* **Page text**:
# Toilet flange opinion



## Johnny Canuck (Feb 24, 2015)

I was always taught to install the flange so it sits just under the finished floor if possible to ensure the toilet doesn't rock. Not 1/2" but just under.
Other guys say install it above the finished floor and use shims.
Just curious as to which you use.


----------



## CT18 (Sep 18, 2012)

When i started in houses years ago i was told flush or like you say a little low.


----------



## Tommy plumber (Feb 19, 2010)

On top of finished floor.


----------



## sierra2000 (Sep 19, 2011)

Sits on top of the floor so it can then be screwed down onto the floor.


----------



## plumbdrum (Nov 30, 2013)

On finish floor always


----------



## Pacificpipes (Oct 1, 2013)

Finish floor. The toilet still fits over it. Only use shims when the floor is uneven.


----------



## Redwood (Sep 8, 2008)

On Top... Echo... Echo...


----------



## 89plumbum (May 14, 2011)

Aff


----------



## Johnny Canuck (Feb 24, 2015)

Weird. I was taught to screw it to the sub floor whenever possible. Maybe it's the lack of even floors around here. I don't think I ever did one on top of the finished that didn't need shims.


----------



## KoleckeINC (Oct 22, 2011)

Screw a 2 by 12 underneath, drill it out for a 4" pipe and stub up. Use an inside flange on top of finished floor. Add metal pasco spacer but shave off the 4 corner ears. predrill and countersink stainless screws down into the 2 by 12. Loctite the bolts. see ya in 50 years. So secure you'll break the bowl before the flange.

* **Exercise**:
From the toilet flange thread, extract word for word the passage that begins at the words "# Toilet flange" and stops after "but just under.". The material after this point is not needed.

* **Given information**:
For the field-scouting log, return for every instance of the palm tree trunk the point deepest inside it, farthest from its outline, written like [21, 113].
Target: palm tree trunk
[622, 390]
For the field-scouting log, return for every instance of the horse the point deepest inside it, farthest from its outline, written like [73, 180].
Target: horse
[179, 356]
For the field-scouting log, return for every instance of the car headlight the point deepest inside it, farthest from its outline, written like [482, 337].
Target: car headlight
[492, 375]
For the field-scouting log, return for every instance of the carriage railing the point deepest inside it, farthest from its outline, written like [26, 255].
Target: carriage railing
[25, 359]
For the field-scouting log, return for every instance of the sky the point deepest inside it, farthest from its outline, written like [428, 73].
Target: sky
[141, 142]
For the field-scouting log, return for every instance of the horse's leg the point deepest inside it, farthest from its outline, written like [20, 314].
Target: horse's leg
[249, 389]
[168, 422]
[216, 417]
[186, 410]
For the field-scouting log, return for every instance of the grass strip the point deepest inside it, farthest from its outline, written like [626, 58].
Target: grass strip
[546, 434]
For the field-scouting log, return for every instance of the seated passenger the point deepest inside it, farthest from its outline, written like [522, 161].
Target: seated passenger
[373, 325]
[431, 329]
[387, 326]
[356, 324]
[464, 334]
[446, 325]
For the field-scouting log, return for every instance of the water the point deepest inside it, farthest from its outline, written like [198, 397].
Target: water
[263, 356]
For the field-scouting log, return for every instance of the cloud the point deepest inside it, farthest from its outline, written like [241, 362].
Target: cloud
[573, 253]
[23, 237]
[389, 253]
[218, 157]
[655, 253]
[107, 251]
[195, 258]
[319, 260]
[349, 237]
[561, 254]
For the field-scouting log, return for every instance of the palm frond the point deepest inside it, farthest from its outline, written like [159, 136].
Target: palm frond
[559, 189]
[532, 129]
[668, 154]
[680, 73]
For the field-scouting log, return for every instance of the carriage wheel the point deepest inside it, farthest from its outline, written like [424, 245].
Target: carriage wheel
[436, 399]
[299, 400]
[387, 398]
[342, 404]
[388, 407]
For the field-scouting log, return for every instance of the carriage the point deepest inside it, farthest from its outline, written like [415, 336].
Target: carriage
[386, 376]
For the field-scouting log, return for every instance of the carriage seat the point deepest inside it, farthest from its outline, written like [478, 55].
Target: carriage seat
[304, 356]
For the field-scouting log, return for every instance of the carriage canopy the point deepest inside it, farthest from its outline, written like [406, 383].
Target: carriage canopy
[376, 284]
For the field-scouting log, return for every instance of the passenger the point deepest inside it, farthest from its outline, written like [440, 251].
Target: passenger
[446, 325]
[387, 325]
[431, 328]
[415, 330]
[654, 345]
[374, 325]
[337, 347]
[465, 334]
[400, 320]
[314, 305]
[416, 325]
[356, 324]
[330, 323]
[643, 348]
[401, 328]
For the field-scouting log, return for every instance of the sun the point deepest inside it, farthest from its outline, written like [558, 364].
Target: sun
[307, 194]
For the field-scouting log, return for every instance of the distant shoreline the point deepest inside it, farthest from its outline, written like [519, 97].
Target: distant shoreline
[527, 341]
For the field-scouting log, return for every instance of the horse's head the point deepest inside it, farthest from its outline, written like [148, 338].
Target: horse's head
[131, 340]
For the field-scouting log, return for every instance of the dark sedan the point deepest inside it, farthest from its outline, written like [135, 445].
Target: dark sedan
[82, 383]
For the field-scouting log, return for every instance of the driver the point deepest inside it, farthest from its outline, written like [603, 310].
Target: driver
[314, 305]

* **Finished task**:
# Toilet flange opinion



## Johnny Canuck (Feb 24, 2015)

I was always taught to install the flange so it sits just under the finished floor if possible to ensure the toilet doesn't rock. Not 1/2" but just under.